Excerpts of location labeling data
+++
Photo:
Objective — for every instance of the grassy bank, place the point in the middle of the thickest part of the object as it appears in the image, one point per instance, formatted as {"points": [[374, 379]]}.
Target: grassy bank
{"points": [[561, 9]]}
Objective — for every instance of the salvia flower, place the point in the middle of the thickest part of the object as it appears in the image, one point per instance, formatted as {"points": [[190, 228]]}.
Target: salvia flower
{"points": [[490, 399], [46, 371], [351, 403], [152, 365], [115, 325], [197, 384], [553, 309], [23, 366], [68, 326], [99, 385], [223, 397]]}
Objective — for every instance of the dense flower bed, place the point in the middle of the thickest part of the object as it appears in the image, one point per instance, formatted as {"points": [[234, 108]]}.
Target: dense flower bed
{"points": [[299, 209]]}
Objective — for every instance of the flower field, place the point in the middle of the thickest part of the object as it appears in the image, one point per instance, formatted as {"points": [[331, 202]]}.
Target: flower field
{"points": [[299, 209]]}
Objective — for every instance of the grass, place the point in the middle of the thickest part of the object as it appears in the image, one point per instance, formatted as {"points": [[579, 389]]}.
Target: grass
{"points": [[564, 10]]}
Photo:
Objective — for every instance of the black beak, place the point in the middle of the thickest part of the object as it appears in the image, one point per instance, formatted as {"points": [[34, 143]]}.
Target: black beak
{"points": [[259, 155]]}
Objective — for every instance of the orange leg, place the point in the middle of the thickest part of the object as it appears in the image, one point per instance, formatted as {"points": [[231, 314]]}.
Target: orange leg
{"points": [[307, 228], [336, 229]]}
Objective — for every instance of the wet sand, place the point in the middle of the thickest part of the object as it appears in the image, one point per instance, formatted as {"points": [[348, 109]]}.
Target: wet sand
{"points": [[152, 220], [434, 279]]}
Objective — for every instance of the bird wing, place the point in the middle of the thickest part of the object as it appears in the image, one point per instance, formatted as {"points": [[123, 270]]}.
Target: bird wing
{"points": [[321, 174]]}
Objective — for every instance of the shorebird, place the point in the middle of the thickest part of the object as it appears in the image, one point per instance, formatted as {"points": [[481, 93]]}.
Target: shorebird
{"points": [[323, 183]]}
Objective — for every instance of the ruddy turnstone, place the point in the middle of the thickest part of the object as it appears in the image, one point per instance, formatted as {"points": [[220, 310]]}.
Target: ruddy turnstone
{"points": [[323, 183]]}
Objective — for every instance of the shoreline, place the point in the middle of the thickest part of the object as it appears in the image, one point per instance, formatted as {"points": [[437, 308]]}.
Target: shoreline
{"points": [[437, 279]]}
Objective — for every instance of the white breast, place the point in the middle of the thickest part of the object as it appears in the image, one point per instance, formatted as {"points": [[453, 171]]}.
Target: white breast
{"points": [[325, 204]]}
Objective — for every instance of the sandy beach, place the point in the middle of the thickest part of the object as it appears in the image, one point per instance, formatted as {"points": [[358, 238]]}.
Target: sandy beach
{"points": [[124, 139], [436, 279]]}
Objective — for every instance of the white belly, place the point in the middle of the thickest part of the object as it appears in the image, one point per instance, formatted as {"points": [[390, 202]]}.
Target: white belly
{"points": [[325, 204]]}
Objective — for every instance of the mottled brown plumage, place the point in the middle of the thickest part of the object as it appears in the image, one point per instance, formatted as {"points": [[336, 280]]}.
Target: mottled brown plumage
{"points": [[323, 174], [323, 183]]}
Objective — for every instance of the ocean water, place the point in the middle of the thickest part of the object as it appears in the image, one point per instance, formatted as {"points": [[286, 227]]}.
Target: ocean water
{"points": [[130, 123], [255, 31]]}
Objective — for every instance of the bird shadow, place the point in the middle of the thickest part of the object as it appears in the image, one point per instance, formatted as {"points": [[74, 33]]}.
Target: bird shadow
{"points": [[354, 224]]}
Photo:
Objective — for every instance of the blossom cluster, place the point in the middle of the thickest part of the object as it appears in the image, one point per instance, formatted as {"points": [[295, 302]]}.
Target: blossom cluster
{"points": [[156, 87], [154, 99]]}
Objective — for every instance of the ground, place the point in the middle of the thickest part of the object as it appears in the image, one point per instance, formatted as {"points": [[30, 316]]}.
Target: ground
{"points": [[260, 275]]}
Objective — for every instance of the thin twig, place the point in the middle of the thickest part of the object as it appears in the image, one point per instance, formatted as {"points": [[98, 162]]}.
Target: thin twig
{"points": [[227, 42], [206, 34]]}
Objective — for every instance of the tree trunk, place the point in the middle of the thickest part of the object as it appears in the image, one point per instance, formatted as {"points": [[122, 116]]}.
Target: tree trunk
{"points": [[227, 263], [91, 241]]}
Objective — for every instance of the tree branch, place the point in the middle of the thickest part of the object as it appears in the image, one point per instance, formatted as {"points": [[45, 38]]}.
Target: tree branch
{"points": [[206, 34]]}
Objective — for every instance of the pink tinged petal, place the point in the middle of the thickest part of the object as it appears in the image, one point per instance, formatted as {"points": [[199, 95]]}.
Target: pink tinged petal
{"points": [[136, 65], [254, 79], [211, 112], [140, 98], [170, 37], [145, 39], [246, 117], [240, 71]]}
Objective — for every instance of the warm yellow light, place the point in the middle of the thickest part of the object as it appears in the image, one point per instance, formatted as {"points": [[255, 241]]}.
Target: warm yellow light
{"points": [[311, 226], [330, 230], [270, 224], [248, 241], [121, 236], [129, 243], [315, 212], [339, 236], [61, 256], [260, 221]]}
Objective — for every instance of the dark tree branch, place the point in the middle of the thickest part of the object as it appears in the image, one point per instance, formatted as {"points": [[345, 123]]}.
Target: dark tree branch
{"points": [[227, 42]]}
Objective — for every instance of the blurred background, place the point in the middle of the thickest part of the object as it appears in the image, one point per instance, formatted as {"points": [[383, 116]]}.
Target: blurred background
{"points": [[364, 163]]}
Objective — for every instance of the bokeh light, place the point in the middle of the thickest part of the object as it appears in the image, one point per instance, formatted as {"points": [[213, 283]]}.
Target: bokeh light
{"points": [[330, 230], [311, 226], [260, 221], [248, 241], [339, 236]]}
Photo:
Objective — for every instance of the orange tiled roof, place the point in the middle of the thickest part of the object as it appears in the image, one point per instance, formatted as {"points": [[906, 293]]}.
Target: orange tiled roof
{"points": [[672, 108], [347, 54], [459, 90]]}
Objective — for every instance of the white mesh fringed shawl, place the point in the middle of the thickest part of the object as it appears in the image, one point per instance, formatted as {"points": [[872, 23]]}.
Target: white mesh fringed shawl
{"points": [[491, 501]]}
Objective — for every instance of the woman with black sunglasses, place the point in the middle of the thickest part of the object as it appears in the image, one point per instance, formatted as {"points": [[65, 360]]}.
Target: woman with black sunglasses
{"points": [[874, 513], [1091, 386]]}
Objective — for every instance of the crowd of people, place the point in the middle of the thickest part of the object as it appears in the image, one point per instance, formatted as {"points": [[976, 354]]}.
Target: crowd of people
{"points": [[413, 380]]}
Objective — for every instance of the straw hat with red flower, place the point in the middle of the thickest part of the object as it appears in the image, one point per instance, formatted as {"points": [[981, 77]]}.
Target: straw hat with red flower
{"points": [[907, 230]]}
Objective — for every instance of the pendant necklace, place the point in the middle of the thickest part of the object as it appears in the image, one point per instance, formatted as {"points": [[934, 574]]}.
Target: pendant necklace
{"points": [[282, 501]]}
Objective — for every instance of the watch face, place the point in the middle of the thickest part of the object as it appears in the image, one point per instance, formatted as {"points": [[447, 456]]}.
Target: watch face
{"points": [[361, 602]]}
+++
Work to complete: Copy the data above in full, character for character.

Exercise answer:
Photo:
Objective — for every instance of the grassy bank, place the point in the middle of the thickest part of the object as it appears in the image, one point per instance, formatted as {"points": [[374, 379]]}.
Target: grassy bank
{"points": [[561, 9]]}
Objective — for every instance of the salvia flower, place the point in the middle of the thickest part of the object as it appears in the image, one point per instance, formatted as {"points": [[190, 228]]}.
Target: salvia flower
{"points": [[490, 399], [46, 371], [351, 403], [152, 365], [115, 325], [197, 384], [553, 309], [23, 366], [68, 326], [99, 385], [223, 397]]}
Objective — for every instance of the dense flower bed, place the point in the middle of the thickest part of the object as it appears in the image, one point per instance, formatted as {"points": [[234, 108]]}.
Target: dense flower bed
{"points": [[299, 209]]}
Objective — for every instance of the flower field, place the point in the middle of the thickest part of the object as it appears in the image, one point per instance, formatted as {"points": [[331, 202]]}.
Target: flower field
{"points": [[299, 209]]}
Objective — for every instance of the grass, place the point in the middle of the thickest part of the object as it appears in the image, one point per instance, formatted as {"points": [[579, 389]]}.
Target: grass
{"points": [[564, 10]]}
Photo:
Objective — for every instance of the black beak, place the point in the middle of the thickest part of the object as it appears in the image, one point per instance, formatted as {"points": [[34, 143]]}.
Target: black beak
{"points": [[259, 155]]}
Objective — for every instance of the orange leg, place the point in the middle of the thickest part of the object as it appears in the image, one point per instance, formatted as {"points": [[231, 314]]}.
Target: orange leg
{"points": [[307, 228], [336, 229]]}
Objective — for every instance of the wet sand, place the point in the middle of the thickest part of the object as it appears in the image, one point per instance, formatted as {"points": [[348, 109]]}.
Target: wet sand
{"points": [[152, 220], [434, 279]]}
Objective — for every instance of the bird wing, place the point in the middle of the thickest part of the object as it appears in the image, one point per instance, formatted as {"points": [[123, 270]]}.
Target: bird wing
{"points": [[321, 174]]}
Objective — for every instance of the shorebird, place the point in the middle of the thickest part of the object as it appears in the image, one point per instance, formatted as {"points": [[481, 93]]}.
Target: shorebird
{"points": [[323, 183]]}
Objective — for every instance of the ruddy turnstone, place the point in the middle of the thickest part of the object as it appears in the image, one point per instance, formatted as {"points": [[220, 310]]}.
Target: ruddy turnstone
{"points": [[323, 183]]}
Objective — for every instance of the shoreline, place the point in the middle of the thickest part of the object as it appears in the image, one point per instance, formatted as {"points": [[437, 308]]}.
Target: shoreline
{"points": [[437, 279]]}
Objective — for every instance of the white breast, place the point in the middle of the thickest part of the object as it appears in the image, one point per instance, formatted as {"points": [[453, 171]]}.
Target: white breast
{"points": [[325, 204]]}
Objective — for every instance of the sandy beach, place the point in the middle of the thickest part of the object as it appears in the image, one point per instance, formatted as {"points": [[358, 238]]}.
Target: sandy beach
{"points": [[124, 139], [436, 279]]}
Objective — for every instance of the white belly, place the point in the middle of the thickest part of the object as it appears in the image, one point per instance, formatted as {"points": [[390, 202]]}.
Target: white belly
{"points": [[325, 204]]}
Objective — for every instance of the mottled brown plumage, place the point in the middle of the thickest part of the object as it appears in the image, one point per instance, formatted as {"points": [[336, 280]]}.
Target: mottled brown plumage
{"points": [[323, 174], [323, 183]]}
Objective — for every instance of the ocean water, place the point in the middle of the thickest part of the object as it appears in the image, one point per instance, formatted as {"points": [[286, 227]]}.
Target: ocean water
{"points": [[130, 123], [255, 31]]}
Objective — for every instance of the bird shadow, place the point in the middle of the thickest part of the object as it appears in the image, one point per instance, formatted as {"points": [[74, 33]]}.
Target: bird shadow
{"points": [[354, 224]]}
Photo:
Objective — for every instance of the blossom cluster, place the point in the middle of the thickest part of the object as it appears in the image, one point per instance, formatted as {"points": [[295, 302]]}.
Target: blossom cluster
{"points": [[156, 87], [154, 99]]}
Objective — for every instance of the ground, place the point in the middle of the thickest part of the object as it appears in the image, one point per instance, formatted as {"points": [[30, 316]]}.
Target: ground
{"points": [[260, 275]]}
Objective — for every instance of the thin twig, place the point in the middle of the thickest part of the object as it appears in the image, one point per instance, formatted as {"points": [[98, 162]]}.
Target: thin twig
{"points": [[227, 42], [206, 34]]}
Objective — for every instance of the tree trunk, place the point in the middle of the thickest part of the object as it appears in the image, one point per instance, formatted as {"points": [[122, 116]]}.
Target: tree trunk
{"points": [[227, 263], [91, 241]]}
Objective — for every instance of the tree branch, place the point in the middle of the thickest part of the object as it appears in the image, one point per instance, formatted as {"points": [[45, 38]]}.
Target: tree branch
{"points": [[206, 34]]}
Objective — for every instance of the pink tinged petal, place the point in the middle of the thickest part of the object as it appears in the image, one point per instance, formatted as {"points": [[199, 95]]}.
Target: pink tinged petal
{"points": [[136, 65], [254, 79], [211, 112], [140, 98], [170, 37], [145, 39], [246, 117], [240, 71]]}
Objective — for every instance of the warm yellow light, place the point in the middle of the thickest part of the object as it appears in the image, one point per instance, formatted as {"points": [[255, 241]]}.
Target: warm yellow light
{"points": [[311, 226], [330, 230], [270, 224], [248, 241], [121, 236], [129, 243], [315, 212], [339, 236], [61, 256], [260, 221]]}
Objective — for every instance of the dark tree branch, place the point in the middle of the thickest part of the object as it appears in the image, one point per instance, formatted as {"points": [[345, 123]]}.
Target: dark tree branch
{"points": [[227, 42]]}
Objective — for every instance of the blurred background, place the point in the middle of the thickest part of the object as it appears in the image, one point per instance, formatted as {"points": [[383, 116]]}.
Target: blurred background
{"points": [[364, 163]]}
Objective — for every instance of the bokeh light, place the point in the middle of the thickest part of the object as it appears in the image, one point per instance, formatted as {"points": [[213, 283]]}.
Target: bokeh light
{"points": [[330, 230], [311, 226], [260, 221], [248, 241], [339, 236]]}
Photo:
Objective — for every instance of the orange tiled roof, place the point in the middle of the thickest part of the object as it appears in the image, one point per instance, formatted as {"points": [[906, 293]]}.
Target: orange tiled roof
{"points": [[672, 108], [347, 54], [459, 90]]}
Objective — for every instance of the white mesh fringed shawl, place the point in the middle of the thickest part of the object as it appears in the image, one point per instance, formatted as {"points": [[872, 23]]}.
Target: white mesh fringed shawl
{"points": [[491, 501]]}
Objective — for every instance of the woman with black sunglasses, place the point in the middle of the thickest part of the object as it appears in the image, one point per instance, formatted as {"points": [[65, 360]]}.
Target: woman with black sunglasses
{"points": [[874, 513], [1091, 386]]}
Objective — for every instance of the crowd of people, place the point in the middle of the thickest part of the object as it appears in the image, one point per instance, formatted as {"points": [[976, 354]]}.
Target: crowd of people
{"points": [[413, 380]]}
Objective — for every instance of the straw hat with red flower, place the point in the middle of the thickest part of the object as it appears in the image, one point per instance, formatted as {"points": [[981, 77]]}.
Target: straw hat with red flower
{"points": [[907, 230]]}
Objective — for every instance of the pendant necklace, place the point in the middle of the thickest part of the object as it appears in the image, one point per instance, formatted as {"points": [[934, 574]]}.
Target: pendant necklace
{"points": [[282, 501]]}
Objective — for every instance of the watch face, place the point in the middle of the thickest part of the object as it appears in the image, one point per instance, formatted as {"points": [[447, 456]]}.
Target: watch face
{"points": [[361, 602]]}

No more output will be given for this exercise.